== SELECTED TEXT

Showing posts with label Richard Halstead. Show all posts
Showing posts with label Richard Halstead. Show all posts

Monday, October 10, 2016

Ransomware and incompetence in backups leads to medical data loss...but the thieves were honest thieves!

"An honest thief!" said Caledon Hockley of Jack Dawson, after planting the Heart of the Ocean diamond necklace in Jack's pocket.  https://www.youtube.com/watch?v=G5UEwCHUHjg



The headline of this posting may sound absolutely insane, but it is factual.

But don't worry, your precious medical data is far safer than it ever was on that 5,000-year-old invention, papyrus.

Marin patients’ medical data lost after cyber attack
By Richard Halstead, Marin Independent Journal   
September 30, 2016
http://www.mercurynews.com/2016/09/30/marin-patients-medical-data-lost-after-cyber-attack/

The Marin Healthcare District and Prima Medical Foundation are notifying more than 5,000 patients that some of their medical data was lost due to a glitch that followed a ransomware attack in August.

There's that all-purpose euphemism again, "glitch", which in this case is a euphemism for negligence.  See blog query link  http://hcrenewal.blogspot.com/search/label/glitch for more on "glitches."

Prima Medical Foundation supports the Prima Medical Group, many of whose doctors work closely with Marin General Hospital.

I covered the wondrous EHR at Marin General Hospital at my May 17, 2013 post "Marin General Hospital nurses warn that new computer system is causing errors, call for time out" at http://hcrenewal.blogspot.com/2013/05/marin-general-hospital-nurses-warn-that.html, and my May 20, 2013 post "Marin General Hospital's Nurses are Afraid a Defective EMR Implementation Will Harm or Kill Patients .. CEO Cites Defective HHS Paper and Red Herrings As Excuse Why He Knowingly Allows This To Continue" at http://hcrenewal.blogspot.com/2013/05/marin-general-hospitals-nurses-are.html.

====

PROBLEM STATEMENT: Repeat the stretch of the blog post on the ransomware attack from "The headline of" through "attack in August.", word for word.

== MATERIAL PROVIDED

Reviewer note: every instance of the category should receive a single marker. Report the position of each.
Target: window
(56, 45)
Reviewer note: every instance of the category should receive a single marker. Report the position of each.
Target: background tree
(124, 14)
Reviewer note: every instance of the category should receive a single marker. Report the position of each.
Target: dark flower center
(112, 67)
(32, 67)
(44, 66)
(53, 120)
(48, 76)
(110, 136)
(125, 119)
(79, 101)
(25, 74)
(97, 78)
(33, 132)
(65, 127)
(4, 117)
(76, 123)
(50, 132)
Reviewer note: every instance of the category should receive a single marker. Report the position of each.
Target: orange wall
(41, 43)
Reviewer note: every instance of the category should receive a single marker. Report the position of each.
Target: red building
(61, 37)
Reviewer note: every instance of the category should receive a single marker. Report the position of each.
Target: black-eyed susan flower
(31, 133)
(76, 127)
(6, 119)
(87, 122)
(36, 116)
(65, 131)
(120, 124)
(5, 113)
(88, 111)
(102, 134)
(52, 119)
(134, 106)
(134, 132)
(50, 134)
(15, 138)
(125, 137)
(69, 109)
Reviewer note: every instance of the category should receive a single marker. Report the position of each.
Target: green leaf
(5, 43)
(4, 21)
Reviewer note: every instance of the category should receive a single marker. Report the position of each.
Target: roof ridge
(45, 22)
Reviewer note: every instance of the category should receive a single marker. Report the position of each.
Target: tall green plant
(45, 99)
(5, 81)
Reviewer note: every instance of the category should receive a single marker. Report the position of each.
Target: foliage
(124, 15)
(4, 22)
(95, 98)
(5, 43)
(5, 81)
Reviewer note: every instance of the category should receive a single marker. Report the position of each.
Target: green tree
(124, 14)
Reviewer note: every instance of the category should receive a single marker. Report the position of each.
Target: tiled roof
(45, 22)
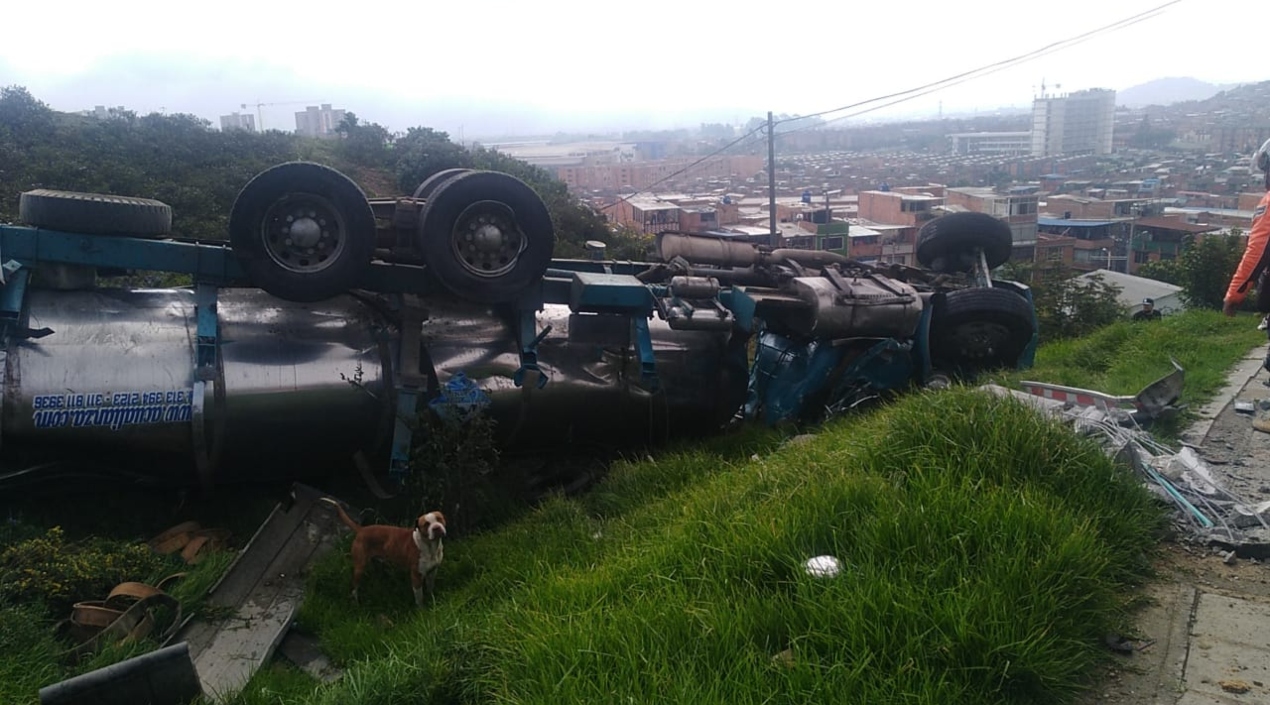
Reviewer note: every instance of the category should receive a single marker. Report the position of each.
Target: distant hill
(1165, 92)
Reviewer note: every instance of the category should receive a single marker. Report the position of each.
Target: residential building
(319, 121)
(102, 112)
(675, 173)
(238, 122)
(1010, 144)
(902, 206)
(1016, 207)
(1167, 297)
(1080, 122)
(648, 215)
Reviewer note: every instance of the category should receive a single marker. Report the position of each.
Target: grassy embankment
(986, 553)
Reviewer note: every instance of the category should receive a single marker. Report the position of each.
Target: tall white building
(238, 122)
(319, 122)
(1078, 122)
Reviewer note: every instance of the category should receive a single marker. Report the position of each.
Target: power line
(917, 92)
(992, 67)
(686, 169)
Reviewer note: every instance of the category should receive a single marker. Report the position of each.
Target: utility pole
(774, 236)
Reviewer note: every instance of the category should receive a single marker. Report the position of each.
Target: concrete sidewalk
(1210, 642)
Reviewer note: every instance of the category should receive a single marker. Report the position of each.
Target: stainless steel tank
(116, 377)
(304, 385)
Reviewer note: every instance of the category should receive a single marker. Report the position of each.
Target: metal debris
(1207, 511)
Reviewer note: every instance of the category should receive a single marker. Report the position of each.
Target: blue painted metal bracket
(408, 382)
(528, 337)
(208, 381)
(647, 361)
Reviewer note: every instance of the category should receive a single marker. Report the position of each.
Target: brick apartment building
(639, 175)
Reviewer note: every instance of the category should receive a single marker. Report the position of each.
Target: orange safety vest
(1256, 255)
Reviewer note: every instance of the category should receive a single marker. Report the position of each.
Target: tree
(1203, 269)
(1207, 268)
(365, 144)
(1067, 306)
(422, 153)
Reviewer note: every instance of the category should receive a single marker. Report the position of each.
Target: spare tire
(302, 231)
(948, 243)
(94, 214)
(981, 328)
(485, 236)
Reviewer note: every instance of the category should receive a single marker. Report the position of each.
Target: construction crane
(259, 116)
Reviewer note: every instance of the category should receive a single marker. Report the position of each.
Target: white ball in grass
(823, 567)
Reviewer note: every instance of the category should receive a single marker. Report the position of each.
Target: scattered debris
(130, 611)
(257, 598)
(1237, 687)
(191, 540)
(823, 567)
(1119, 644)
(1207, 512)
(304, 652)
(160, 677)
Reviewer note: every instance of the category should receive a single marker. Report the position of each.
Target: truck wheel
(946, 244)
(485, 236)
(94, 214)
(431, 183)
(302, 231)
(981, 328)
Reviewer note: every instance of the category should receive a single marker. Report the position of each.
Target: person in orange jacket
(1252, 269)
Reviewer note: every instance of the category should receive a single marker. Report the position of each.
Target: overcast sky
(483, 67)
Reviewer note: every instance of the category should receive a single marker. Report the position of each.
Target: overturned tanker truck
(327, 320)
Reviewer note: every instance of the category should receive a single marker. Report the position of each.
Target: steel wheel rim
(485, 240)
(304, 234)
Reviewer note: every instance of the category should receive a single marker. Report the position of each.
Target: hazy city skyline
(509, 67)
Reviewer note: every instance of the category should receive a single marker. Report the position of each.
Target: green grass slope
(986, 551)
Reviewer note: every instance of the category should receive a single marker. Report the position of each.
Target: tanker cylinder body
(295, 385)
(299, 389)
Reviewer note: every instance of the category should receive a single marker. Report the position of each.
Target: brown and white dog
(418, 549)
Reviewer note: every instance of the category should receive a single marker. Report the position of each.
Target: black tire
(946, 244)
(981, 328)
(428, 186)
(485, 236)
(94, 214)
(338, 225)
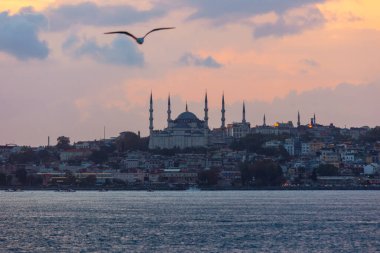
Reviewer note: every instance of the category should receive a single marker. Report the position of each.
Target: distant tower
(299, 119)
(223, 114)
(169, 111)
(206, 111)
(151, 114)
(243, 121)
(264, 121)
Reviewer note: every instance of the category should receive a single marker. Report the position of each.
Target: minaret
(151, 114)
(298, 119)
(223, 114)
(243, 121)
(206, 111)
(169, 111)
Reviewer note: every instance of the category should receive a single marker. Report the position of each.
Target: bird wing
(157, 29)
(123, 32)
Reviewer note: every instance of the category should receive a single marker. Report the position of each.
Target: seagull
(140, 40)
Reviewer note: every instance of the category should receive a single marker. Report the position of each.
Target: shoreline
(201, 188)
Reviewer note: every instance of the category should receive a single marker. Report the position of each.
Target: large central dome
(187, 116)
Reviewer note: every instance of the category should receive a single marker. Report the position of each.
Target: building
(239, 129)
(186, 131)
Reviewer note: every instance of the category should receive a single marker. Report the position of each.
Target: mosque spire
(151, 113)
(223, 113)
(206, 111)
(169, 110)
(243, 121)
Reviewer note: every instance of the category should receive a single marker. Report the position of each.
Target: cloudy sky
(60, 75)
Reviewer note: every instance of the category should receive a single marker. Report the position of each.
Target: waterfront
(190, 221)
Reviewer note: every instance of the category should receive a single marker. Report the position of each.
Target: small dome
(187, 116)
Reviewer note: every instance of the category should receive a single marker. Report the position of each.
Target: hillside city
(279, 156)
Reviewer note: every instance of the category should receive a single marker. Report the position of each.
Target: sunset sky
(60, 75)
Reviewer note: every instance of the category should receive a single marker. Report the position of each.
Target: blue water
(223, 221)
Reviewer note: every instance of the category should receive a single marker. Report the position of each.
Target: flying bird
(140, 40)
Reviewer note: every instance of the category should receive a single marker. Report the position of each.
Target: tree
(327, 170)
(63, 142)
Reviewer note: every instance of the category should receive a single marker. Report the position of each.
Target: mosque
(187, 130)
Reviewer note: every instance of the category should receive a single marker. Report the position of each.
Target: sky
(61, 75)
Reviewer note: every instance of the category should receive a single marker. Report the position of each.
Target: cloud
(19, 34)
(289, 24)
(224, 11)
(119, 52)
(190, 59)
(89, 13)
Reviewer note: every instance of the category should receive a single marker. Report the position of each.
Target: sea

====
== MATERIAL PROVIDED

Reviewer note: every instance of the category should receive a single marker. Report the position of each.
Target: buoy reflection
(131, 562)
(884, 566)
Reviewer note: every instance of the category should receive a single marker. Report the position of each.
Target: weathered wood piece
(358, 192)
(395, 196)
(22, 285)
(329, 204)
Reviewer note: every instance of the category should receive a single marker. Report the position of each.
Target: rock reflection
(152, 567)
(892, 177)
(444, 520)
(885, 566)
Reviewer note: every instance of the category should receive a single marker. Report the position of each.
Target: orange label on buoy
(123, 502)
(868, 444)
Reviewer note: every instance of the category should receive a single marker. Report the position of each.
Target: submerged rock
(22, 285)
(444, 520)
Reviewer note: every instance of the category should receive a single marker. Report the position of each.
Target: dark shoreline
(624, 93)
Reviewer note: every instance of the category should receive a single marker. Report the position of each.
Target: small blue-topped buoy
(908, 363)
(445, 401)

====
== MATERIAL PROVIDED

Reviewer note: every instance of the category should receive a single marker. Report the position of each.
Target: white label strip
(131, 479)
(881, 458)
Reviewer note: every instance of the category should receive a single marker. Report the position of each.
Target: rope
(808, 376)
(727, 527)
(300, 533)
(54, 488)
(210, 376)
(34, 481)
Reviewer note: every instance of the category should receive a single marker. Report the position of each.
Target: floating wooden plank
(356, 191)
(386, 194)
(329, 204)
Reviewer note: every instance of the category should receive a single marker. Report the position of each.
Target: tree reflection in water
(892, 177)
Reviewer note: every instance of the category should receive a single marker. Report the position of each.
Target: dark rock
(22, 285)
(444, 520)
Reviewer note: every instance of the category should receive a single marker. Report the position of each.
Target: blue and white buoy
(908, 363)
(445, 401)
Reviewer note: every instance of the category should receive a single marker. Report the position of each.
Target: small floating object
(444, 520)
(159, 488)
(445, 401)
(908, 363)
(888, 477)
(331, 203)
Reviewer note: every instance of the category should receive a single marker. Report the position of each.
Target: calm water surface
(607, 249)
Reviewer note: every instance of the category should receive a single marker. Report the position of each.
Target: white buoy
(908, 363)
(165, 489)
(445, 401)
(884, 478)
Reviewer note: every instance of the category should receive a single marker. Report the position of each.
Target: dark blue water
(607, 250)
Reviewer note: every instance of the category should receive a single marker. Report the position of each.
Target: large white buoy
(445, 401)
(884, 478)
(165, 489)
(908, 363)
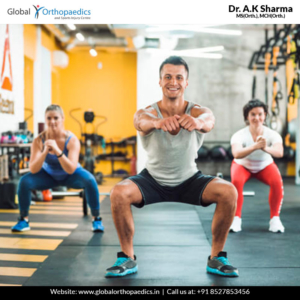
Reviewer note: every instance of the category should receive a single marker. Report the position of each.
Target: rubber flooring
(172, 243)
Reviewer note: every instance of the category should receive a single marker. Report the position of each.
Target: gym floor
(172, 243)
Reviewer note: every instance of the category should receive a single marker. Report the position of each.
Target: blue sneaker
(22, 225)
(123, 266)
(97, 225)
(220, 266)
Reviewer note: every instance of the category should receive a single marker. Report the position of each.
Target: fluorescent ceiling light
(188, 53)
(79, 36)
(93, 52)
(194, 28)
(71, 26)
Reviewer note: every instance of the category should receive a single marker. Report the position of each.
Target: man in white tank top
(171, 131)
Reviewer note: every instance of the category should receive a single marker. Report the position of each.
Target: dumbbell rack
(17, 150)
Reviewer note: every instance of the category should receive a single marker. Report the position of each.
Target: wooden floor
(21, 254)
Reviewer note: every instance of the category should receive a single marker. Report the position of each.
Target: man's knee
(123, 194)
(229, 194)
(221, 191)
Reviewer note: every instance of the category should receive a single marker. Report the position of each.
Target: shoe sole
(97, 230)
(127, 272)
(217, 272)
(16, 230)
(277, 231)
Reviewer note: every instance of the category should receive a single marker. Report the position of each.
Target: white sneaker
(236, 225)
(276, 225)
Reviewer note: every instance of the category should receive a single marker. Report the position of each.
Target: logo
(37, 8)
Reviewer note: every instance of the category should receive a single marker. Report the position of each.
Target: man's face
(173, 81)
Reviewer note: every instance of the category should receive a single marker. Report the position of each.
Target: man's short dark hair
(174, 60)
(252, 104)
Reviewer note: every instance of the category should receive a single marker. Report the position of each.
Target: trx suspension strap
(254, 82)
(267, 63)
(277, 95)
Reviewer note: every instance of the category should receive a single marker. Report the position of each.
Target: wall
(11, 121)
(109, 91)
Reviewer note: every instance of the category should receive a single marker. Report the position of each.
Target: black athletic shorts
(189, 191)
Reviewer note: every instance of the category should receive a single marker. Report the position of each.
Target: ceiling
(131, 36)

====

ANSWER BOX:
The headline of this posting may sound absolutely insane, but it is factual.

But don't worry, your precious medical data is far safer than it ever was on that 5,000-year-old invention, papyrus.

Marin patients’ medical data lost after cyber attack
By Richard Halstead, Marin Independent Journal   
September 30, 2016
http://www.mercurynews.com/2016/09/30/marin-patients-medical-data-lost-after-cyber-attack/

The Marin Healthcare District and Prima Medical Foundation are notifying more than 5,000 patients that some of their medical data was lost due to a glitch that followed a ransomware attack in August.